- _SHORT TASK_
Switch "twig" to "branch" in every one of the entries below and write them out again with nothing else changed, omitting the pictures.

- - - - - - -

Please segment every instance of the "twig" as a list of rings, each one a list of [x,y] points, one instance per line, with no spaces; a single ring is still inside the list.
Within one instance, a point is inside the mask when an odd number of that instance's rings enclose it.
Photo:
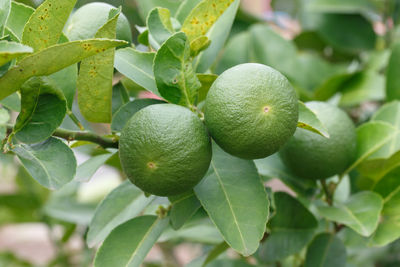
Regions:
[[[329,204],[329,206],[332,206],[333,204],[333,195],[330,192],[328,185],[326,184],[325,180],[321,180],[321,185],[322,189],[324,190],[325,197],[326,197],[326,202]]]
[[[10,134],[12,131],[13,125],[7,125],[7,133]],[[89,141],[103,148],[118,148],[118,140],[116,138],[107,138],[92,132],[57,129],[52,135],[67,141]]]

- - - - - - -

- _SOLUTION FOR THIS TASK_
Please segment every instance of the "branch" as a list of rings, each one a list of [x,y] points, one instance per line, with no spaces; a single ring is still inside the list.
Within one instance, a point is inside the mask when an odd number of that instance's rings enclose it.
Photo:
Regions:
[[[329,204],[329,206],[332,206],[333,204],[333,195],[330,192],[328,185],[326,184],[325,180],[321,180],[321,185],[322,189],[324,190],[325,197],[326,197],[326,202]]]
[[[10,134],[12,131],[13,125],[7,125],[7,133]],[[89,141],[103,148],[118,148],[118,140],[116,138],[107,138],[92,132],[57,129],[52,135],[67,141]]]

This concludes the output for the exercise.